> _Excerpted text_
————————

My feet are sore from walking around SASEBO all day!
Sasebo is a city in Nagasaki Prefecture about an hour and a half up the peninsula. The thing about Sasebo is that there's a US Navy Base there, so there's a few more American people running around town than your typical Japanese small city.
When I got there I decided to explore the area around the station on foot. (Of course, I spent 3 hours last night looking up sights, prices, bus routes, and maps, re-sizing and printing out 3 maps, writing my itinerary, calculating my expenses, and preparing my food.) I went to the shopping arcade called Yonka Cho/Sun Plaza, the longest arcade in all of Japan! I walked it twice and noticed a lot more white people than in Nagasaki. A.k.a. more than just me. (I think I've seen another white person in Nagasaki twice ever, and once it was Guy's teacher friend.) I ambled around the dock area, half-heartedly searching for Sasebo Park. I found a really pretty little tree-lined neighborhood and a run-down dockhouse that looked creepy in the fog. Yay for finding things! Then I ran into the park, across the Sasebo river, connected by the Albequerque bridge which commemorates their sister-city relationship. I HEARD SO MUCH I ENGLISH I CAN'T EVEN. First, it was 3 adolescent boys crossing the bridge at the same time as me, then 3 teen girls in the park, then a white family. All American English. It was kind of a crazy surreal reverse culture shock. In Europe I was used to it because there's tourists everywhere, but white people don't tourist in Nagasaki and especially not Sasebo. It almost made me feel threatened. Get off my territory! I am the outsider here! No not really. And then I was looking for a bus stop and I asked a girl who was just sitting there in Japanese and she looked at me bewilderedly and it turns out she didn't even speak Japanese! So weird.
So I walked back to the station to catch a bus for the Pearl Sea Resort and the Kujuku Islands. The Kujuku Islands (it means 99 islands but there's really 208 of them) are a chain of small islands along the coast of Nagasaki and Saga prefectures. They are uninhabited except for the 4 biggest ones. I took a cruise on some wannabe pirate ship which weaved throughout the islands and pointed out the features of each one, including flora, fauna, and industry (pearl cultivating.) It was actually really cool. I said this before, but I love that I'm getting to the age where I can appreciate stuff like that. The ship was mostly Japanese families with young children but there were two Americans on board who lived in the Navy base, one from Pennsylvania (but she had a Southern accent?) and one from Texas. They were kind of annoying though. They're the Americans that give Americans a bad name. Talking loud, overweight, badly butchering the Japanese, don't know any Japanese at all, complaining/not appreciative. But I think I'm overly critical of all Americans in any case.

————————

> _Supplied entries_
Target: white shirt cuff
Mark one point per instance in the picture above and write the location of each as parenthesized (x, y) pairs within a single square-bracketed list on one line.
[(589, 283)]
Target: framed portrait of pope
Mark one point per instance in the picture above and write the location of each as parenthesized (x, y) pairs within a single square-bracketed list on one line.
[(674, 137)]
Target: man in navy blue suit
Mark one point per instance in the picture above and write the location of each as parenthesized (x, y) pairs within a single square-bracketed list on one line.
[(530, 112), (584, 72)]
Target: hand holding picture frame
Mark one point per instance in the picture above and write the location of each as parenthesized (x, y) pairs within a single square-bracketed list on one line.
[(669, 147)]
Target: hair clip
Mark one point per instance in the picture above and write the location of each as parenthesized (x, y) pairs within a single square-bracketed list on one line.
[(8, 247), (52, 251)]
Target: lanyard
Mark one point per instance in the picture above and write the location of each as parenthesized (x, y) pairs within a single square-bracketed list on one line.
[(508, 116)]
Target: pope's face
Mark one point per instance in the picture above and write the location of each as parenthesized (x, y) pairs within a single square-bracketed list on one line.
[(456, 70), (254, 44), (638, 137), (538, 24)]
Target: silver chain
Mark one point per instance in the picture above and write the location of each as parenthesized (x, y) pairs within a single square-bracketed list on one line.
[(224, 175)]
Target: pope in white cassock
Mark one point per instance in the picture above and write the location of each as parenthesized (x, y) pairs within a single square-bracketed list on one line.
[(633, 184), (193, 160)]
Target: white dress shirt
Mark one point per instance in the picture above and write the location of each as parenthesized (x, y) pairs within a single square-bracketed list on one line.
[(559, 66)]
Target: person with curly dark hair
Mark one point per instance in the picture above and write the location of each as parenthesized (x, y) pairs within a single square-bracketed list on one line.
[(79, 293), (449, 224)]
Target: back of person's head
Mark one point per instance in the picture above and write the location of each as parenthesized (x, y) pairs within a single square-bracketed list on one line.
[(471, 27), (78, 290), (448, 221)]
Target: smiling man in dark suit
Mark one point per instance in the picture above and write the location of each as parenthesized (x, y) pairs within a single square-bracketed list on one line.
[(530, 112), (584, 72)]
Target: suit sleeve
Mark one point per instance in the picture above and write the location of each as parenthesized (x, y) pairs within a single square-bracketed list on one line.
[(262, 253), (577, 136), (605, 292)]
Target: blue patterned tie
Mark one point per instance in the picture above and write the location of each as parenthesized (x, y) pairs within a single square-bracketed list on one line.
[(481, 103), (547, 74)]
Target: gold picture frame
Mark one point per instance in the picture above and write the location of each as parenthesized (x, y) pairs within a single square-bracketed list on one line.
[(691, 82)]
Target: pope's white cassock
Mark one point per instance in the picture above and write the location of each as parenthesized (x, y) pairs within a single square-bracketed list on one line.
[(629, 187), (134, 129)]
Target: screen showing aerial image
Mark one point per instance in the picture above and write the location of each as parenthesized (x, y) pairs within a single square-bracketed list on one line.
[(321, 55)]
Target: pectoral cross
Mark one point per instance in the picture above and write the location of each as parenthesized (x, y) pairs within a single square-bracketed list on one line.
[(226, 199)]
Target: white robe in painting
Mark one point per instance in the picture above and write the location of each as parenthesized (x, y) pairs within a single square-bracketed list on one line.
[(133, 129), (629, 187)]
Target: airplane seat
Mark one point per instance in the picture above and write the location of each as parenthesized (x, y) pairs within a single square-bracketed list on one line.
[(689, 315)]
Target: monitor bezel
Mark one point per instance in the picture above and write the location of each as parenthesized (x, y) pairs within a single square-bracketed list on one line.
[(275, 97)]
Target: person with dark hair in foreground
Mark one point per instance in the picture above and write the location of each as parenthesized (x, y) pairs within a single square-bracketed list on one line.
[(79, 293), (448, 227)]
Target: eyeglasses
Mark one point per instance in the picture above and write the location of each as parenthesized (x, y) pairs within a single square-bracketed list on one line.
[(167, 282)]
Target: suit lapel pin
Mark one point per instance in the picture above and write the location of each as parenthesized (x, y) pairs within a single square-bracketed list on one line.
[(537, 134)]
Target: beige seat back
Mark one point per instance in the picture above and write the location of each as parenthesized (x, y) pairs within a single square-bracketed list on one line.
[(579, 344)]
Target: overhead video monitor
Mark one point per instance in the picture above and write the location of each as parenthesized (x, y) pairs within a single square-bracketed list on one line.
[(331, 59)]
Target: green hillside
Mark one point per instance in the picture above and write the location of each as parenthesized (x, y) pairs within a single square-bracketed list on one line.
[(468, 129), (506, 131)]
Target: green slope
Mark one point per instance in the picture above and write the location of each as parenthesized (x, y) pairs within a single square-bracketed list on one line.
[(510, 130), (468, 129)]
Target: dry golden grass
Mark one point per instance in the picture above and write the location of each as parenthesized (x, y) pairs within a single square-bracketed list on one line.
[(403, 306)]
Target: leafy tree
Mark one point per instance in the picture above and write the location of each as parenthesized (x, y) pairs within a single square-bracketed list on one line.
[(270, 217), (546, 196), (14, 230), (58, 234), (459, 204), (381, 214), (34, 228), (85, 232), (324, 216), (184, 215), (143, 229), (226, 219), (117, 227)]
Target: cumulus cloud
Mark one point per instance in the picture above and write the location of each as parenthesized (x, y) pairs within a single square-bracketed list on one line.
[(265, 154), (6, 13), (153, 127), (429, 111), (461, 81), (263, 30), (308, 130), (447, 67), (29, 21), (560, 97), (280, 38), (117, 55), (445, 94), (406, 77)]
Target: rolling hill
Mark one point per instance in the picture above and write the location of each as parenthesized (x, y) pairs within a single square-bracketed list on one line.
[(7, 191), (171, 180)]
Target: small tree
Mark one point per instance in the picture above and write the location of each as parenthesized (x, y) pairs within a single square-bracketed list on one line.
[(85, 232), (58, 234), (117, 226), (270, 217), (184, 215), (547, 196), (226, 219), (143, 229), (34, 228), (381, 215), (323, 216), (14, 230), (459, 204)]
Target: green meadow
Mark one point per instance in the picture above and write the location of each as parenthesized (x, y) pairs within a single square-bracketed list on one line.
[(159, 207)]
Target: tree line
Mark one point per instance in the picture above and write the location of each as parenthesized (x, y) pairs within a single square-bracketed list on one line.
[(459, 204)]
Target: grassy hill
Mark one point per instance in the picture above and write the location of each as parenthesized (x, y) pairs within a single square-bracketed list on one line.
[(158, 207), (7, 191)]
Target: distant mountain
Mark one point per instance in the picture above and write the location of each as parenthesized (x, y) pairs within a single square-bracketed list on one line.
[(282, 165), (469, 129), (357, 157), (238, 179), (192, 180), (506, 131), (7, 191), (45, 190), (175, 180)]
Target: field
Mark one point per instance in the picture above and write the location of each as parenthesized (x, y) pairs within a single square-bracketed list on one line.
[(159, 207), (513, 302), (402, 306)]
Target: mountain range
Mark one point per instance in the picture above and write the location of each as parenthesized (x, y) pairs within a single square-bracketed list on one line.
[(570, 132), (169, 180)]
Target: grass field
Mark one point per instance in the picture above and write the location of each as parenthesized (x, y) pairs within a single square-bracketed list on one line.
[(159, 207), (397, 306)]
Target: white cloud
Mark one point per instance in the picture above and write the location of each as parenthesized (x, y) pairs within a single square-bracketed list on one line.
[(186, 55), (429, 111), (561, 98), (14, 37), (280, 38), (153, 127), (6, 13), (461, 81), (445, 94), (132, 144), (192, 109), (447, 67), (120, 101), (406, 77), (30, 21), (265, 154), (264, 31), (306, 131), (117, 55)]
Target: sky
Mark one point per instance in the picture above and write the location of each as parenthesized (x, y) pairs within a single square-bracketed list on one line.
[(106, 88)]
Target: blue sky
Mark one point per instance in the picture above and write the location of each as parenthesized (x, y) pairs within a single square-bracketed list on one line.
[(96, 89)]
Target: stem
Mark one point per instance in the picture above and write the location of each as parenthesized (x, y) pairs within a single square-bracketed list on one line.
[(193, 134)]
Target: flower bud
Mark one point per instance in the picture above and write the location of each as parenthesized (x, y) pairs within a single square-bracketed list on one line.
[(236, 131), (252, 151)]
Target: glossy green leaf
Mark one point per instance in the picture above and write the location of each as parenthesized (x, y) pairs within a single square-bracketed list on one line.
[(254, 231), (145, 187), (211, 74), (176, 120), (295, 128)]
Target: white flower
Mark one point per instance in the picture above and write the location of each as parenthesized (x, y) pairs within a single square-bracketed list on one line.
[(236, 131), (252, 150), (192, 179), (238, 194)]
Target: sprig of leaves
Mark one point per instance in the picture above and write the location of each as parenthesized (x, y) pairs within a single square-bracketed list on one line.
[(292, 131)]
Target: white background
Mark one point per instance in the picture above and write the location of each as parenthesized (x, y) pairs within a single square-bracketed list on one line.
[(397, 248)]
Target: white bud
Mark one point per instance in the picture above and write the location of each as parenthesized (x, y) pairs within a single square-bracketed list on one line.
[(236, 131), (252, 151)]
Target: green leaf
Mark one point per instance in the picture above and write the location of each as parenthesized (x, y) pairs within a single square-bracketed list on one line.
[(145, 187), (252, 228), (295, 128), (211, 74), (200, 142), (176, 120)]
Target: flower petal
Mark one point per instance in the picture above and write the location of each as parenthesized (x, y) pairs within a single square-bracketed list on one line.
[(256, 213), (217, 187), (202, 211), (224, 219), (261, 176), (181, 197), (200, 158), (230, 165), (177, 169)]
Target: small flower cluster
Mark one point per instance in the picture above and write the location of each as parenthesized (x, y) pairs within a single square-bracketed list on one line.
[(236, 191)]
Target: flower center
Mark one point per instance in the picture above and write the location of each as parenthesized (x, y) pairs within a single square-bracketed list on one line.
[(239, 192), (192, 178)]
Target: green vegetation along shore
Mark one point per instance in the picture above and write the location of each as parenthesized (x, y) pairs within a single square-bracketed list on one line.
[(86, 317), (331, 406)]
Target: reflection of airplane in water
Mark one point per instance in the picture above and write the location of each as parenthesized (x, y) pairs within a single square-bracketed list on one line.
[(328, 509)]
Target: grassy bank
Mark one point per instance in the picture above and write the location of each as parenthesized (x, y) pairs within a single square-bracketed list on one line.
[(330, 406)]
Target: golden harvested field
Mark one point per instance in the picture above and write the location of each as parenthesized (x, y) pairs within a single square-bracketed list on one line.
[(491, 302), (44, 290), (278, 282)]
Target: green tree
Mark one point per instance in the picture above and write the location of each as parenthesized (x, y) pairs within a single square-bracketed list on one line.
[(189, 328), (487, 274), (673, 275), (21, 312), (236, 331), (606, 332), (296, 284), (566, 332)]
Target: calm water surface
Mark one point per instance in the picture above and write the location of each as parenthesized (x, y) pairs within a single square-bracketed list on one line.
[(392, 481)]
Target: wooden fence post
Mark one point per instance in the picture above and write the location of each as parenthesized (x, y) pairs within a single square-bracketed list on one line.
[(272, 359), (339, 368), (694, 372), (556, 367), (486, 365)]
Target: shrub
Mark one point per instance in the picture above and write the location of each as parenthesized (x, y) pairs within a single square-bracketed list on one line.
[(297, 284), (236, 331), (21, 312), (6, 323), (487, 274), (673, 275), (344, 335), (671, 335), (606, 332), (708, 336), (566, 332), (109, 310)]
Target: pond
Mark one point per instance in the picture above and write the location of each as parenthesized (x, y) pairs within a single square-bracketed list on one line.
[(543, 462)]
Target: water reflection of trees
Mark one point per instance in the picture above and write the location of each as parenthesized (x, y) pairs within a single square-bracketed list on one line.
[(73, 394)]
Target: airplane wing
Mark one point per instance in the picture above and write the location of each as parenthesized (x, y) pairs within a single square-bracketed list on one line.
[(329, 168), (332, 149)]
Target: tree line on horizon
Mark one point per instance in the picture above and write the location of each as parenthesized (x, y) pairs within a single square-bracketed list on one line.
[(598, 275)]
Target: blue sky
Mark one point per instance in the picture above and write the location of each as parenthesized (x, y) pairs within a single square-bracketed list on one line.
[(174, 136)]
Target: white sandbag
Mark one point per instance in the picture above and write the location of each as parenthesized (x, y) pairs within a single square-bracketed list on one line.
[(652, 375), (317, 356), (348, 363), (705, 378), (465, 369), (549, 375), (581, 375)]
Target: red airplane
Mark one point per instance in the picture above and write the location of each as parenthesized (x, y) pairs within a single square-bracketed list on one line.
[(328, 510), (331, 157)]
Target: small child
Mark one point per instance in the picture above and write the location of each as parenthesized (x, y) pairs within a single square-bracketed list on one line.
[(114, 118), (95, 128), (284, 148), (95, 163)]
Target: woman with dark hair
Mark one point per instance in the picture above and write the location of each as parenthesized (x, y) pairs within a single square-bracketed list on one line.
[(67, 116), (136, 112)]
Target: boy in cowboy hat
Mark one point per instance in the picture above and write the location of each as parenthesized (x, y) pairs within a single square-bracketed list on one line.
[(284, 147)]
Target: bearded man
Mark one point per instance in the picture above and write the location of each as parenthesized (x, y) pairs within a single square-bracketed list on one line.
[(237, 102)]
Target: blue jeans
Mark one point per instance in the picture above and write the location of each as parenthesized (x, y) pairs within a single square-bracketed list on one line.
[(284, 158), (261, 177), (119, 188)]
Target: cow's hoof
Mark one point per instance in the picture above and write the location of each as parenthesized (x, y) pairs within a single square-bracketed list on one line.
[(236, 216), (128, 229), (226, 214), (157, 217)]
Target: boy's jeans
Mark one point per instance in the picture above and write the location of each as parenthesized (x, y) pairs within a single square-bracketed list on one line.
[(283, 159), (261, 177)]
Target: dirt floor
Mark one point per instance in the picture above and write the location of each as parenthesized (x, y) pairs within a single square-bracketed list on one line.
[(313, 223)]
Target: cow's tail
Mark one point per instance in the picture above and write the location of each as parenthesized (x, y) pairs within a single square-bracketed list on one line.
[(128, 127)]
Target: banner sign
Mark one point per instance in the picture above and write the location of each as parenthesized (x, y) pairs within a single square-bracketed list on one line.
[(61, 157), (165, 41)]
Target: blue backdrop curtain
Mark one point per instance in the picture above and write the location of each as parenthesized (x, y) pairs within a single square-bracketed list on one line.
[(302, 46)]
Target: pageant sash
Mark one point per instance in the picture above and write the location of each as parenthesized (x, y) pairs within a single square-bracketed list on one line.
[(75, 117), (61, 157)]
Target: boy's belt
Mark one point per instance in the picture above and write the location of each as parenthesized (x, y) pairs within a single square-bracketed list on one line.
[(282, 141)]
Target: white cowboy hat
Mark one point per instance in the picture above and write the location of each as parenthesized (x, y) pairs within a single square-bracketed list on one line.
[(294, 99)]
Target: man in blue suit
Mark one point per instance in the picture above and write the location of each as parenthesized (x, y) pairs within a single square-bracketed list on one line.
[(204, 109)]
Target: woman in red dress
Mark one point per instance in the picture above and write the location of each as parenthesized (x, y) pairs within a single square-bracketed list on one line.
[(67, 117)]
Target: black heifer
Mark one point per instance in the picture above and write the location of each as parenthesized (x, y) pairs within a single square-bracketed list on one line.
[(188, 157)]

————————

> _Short exercise 1_
Copy the portion of the Sasebo account that begins at "My feet are" and ends after "Japanese small city.".
> _Short exercise 2_
In the Sasebo account, how many islands actually make up the Kujuku Islands?

> _Exercise solution 1_
My feet are sore from walking around SASEBO all day!
Sasebo is a city in Nagasaki Prefecture about an hour and a half up the peninsula. The thing about Sasebo is that there's a US Navy Base there, so there's a few more American people running around town than your typical Japanese small city.

> _Exercise solution 2_
There are really 208 islands, although the name means 99 islands.